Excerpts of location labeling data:
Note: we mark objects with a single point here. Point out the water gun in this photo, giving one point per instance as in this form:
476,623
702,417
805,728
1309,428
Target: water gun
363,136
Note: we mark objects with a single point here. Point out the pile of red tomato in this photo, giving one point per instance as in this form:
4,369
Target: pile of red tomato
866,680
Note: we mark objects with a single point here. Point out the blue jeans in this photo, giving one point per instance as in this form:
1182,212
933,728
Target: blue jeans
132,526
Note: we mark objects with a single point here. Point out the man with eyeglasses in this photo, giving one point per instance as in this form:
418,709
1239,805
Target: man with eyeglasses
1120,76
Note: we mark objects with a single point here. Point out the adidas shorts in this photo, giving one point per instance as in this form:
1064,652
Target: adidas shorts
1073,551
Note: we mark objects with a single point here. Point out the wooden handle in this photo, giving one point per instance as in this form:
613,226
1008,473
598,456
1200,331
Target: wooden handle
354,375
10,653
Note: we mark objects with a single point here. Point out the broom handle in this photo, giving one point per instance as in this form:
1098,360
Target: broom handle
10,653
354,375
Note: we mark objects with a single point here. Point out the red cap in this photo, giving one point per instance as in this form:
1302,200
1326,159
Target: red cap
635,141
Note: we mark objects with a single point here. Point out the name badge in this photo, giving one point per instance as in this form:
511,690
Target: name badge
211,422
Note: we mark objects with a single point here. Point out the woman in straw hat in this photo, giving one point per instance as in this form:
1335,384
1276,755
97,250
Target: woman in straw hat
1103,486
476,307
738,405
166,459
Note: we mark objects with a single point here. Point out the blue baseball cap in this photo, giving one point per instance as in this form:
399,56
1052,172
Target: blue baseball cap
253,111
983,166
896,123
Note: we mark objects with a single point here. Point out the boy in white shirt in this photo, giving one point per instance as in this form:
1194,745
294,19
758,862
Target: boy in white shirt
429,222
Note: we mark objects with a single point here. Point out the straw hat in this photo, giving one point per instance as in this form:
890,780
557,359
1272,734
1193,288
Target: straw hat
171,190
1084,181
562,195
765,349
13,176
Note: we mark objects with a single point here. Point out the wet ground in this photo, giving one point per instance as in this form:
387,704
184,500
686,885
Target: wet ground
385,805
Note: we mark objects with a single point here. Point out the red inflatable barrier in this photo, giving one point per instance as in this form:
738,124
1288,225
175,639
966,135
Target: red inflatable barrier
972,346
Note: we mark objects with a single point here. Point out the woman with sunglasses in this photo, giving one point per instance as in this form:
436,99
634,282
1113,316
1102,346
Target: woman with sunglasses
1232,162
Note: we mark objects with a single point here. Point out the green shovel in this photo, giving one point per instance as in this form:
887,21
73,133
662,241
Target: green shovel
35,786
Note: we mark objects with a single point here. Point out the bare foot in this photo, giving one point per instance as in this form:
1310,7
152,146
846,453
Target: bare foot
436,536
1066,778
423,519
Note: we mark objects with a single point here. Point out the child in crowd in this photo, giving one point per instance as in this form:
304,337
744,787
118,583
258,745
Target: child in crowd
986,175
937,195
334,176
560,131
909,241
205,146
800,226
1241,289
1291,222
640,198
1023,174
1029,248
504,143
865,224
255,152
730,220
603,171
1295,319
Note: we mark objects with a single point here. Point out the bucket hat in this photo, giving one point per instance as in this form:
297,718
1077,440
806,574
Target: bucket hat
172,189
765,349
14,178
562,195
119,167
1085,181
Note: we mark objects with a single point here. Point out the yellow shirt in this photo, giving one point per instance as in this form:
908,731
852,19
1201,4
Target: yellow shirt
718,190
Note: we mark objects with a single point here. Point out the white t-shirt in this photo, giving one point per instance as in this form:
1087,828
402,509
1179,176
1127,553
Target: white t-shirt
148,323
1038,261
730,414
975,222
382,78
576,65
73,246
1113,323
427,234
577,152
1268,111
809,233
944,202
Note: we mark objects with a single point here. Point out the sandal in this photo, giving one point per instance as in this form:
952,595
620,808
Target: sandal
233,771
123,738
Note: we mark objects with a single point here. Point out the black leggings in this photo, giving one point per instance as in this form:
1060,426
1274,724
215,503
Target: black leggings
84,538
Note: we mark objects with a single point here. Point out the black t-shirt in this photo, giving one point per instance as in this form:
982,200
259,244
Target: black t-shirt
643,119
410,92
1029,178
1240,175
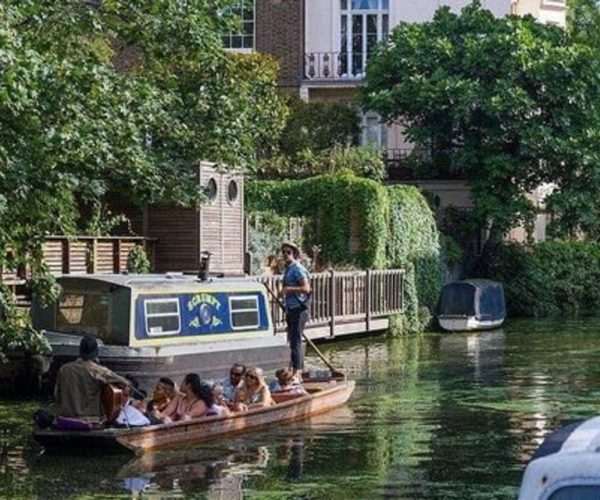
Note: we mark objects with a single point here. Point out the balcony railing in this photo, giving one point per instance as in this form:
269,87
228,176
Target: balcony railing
330,66
421,163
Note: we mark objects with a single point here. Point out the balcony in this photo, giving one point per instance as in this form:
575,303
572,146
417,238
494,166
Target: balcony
334,67
405,164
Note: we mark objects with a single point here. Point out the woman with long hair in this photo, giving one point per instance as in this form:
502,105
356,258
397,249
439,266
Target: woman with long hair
254,393
193,402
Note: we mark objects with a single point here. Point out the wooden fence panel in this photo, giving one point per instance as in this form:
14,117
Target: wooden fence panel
339,297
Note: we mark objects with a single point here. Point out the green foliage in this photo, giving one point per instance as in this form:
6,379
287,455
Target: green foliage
333,203
551,278
121,97
137,260
452,251
318,125
360,222
267,230
506,103
16,333
365,161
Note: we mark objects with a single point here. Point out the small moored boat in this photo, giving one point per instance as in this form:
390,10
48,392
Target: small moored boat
322,397
566,466
471,305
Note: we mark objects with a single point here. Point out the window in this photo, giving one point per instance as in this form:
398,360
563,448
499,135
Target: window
232,192
242,39
374,132
211,189
577,492
244,312
85,313
162,317
363,24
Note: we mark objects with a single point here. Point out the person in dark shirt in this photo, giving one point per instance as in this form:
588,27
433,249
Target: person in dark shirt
295,291
79,384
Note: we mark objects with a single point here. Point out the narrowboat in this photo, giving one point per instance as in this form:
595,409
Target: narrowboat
322,397
471,305
163,325
566,465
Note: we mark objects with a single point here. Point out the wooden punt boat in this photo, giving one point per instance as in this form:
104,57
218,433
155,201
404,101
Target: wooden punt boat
322,397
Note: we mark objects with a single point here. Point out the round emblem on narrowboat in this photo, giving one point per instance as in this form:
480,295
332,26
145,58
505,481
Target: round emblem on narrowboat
205,314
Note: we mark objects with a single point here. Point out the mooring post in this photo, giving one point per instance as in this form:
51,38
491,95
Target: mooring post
332,304
368,300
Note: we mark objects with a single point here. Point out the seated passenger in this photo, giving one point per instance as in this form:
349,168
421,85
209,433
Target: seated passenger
79,384
132,413
163,394
193,402
254,393
233,382
286,384
220,406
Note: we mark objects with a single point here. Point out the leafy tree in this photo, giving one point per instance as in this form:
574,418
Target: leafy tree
509,103
116,96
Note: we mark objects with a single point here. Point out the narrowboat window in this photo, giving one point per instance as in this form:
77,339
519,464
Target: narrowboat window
85,313
244,312
211,189
162,316
232,192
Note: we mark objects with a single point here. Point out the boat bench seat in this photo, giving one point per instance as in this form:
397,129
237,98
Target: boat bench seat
284,396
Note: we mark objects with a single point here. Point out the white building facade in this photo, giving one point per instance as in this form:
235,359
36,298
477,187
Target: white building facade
341,34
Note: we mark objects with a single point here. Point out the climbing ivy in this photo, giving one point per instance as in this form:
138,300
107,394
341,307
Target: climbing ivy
414,238
364,223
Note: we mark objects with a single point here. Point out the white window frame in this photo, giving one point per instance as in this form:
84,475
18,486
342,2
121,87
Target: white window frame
349,13
382,132
243,50
161,315
255,309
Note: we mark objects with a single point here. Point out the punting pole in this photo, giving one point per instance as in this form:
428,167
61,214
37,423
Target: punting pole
307,338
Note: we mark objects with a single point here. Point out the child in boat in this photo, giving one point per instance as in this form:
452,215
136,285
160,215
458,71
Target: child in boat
132,413
286,384
254,393
233,382
164,393
193,402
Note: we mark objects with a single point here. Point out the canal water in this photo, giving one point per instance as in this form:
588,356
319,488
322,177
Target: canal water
433,416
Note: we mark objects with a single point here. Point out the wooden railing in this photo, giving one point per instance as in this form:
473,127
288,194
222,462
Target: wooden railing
342,297
79,255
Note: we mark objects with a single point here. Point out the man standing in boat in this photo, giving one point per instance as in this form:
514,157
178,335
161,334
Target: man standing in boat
79,383
295,291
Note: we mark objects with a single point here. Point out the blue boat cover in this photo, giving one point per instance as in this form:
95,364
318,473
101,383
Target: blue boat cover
483,299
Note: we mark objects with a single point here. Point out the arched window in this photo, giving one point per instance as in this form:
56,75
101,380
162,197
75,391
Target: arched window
210,190
232,192
364,23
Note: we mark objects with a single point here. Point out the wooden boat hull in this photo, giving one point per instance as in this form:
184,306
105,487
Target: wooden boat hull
467,323
176,434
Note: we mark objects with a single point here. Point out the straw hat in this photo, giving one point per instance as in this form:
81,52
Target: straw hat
294,247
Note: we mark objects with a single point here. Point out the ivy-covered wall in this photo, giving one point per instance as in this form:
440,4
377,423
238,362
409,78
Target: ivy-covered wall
331,203
394,226
413,243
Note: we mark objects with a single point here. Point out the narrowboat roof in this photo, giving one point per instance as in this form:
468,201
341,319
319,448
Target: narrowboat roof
477,283
568,459
175,281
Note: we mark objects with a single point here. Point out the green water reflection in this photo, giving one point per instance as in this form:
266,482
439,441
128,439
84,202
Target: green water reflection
436,416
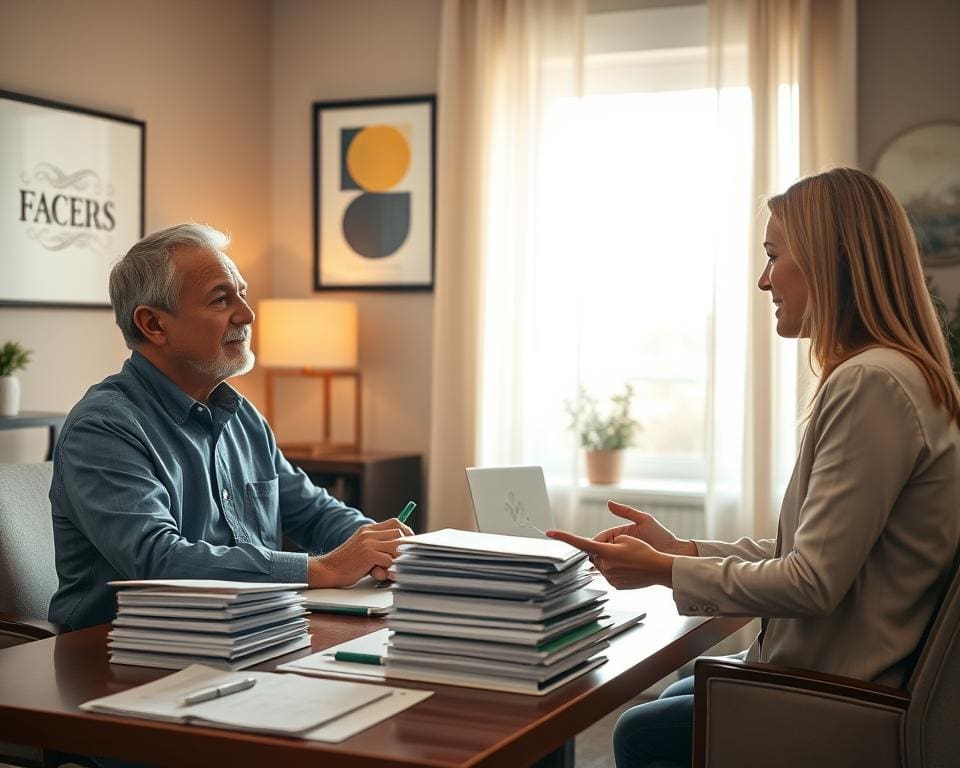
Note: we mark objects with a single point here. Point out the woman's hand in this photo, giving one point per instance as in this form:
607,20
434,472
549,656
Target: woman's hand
645,527
625,561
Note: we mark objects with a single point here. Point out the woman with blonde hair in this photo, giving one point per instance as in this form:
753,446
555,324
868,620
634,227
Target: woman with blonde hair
870,521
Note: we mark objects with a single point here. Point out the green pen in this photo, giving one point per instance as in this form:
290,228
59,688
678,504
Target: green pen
358,658
407,511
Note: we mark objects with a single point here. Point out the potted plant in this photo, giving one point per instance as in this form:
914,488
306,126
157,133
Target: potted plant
604,437
13,358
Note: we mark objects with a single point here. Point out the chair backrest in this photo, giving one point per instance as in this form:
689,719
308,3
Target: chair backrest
932,735
28,572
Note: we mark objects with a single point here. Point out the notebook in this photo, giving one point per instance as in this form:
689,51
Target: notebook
510,500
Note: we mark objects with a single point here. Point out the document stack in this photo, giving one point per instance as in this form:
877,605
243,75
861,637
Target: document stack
492,611
173,623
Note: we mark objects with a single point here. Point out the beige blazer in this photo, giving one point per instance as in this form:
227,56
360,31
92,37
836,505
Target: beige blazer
869,525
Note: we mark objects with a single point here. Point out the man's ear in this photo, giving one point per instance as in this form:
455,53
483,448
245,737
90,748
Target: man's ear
151,324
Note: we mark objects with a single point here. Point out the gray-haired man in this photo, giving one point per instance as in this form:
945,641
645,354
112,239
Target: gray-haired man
164,471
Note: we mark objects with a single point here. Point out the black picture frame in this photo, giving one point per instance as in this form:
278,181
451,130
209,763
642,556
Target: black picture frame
374,194
72,192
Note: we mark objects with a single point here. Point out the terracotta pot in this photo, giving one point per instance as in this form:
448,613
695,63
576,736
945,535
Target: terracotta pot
604,467
9,395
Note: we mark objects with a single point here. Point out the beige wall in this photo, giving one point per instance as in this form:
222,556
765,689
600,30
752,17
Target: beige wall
198,73
909,74
344,50
225,87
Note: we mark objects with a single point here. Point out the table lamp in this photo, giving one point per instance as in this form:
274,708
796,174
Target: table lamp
315,339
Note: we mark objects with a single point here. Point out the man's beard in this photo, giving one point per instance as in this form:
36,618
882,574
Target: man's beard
226,365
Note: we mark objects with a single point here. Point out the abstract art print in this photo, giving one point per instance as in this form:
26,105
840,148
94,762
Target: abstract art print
71,200
374,191
922,168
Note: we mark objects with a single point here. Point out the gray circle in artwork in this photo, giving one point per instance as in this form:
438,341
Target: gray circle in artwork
376,224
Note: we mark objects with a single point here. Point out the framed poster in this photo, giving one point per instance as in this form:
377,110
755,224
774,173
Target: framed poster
373,194
922,168
71,200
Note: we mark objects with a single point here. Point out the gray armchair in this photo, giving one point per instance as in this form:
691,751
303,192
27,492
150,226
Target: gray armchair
28,574
760,715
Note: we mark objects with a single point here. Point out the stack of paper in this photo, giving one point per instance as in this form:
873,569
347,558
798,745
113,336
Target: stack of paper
229,624
288,705
492,611
365,598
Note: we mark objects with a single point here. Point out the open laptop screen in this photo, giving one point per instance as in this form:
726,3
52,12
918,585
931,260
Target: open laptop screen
510,500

# WHAT THE TASK REQUIRES:
All lines from the line containing "the gray armchair" through the end of the listing above are to be duplicated exactly; include both ends and nothing further.

# SOLUTION TO THIS EXERCISE:
Note: we mark objects with a single point here. Point out the gray armchair in this photo, giving one point per instance as in this form:
691,751
303,192
27,492
150,226
Target: gray armchair
28,574
760,715
Note: we mark objects with a single point here. Point out the stack of paper in this photo, giving one point per instance as in this form:
873,569
347,558
798,745
113,336
Target: stack of paper
229,624
288,705
492,611
365,598
Note: we mark objects with a single point here. Point out the open laptop screen in this photo, giving one point per instance as in this form:
726,3
52,12
918,585
931,260
Target: open laptop screen
510,500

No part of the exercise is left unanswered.